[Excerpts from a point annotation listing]
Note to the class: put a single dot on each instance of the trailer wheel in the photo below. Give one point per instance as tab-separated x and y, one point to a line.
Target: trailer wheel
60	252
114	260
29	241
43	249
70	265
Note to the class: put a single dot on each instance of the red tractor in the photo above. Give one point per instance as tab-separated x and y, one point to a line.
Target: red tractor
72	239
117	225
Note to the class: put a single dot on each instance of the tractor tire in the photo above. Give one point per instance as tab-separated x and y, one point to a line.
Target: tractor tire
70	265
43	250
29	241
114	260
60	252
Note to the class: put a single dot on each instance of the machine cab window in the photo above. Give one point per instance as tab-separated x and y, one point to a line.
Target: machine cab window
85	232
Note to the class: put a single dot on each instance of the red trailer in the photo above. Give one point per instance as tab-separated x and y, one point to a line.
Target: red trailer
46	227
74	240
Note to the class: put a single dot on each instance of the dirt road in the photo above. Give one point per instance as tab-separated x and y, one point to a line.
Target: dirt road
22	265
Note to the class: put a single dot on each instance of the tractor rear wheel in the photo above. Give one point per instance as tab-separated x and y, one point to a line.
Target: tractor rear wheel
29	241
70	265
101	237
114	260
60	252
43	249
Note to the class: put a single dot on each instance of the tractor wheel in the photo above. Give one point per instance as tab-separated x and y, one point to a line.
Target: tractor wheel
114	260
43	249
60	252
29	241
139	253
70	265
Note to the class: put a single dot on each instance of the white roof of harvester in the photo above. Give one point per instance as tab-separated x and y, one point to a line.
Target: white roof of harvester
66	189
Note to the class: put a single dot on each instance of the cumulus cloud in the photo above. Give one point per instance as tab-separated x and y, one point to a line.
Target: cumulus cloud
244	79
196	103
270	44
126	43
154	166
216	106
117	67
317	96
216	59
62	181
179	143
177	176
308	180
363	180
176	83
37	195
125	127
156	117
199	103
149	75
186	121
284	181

Set problem: Copy the listing again, beginning at the line containing "of the white" and continuing through its final line, with 113 added to each x and y coordinate. Leave everything else in those lines unchanged.

Solution below:
Note to the class: put a single dot on each instance of the white roof of harvester in the photo above. Give one point per instance as tab-separated x and y, one point to a line.
Target: white roof of harvester
179	302
Note to the class: put a single dot on each instance of the cumulus cloud in the photo above. Give one point per instance as tab-separated x and y, one point to a line.
Target: cumulus cloud
357	192
309	216
383	157
239	156
267	279
329	219
230	180
430	209
329	172
175	294
292	256
290	289
421	293
476	293
289	196
150	308
238	240
269	230
312	216
262	188
299	234
397	294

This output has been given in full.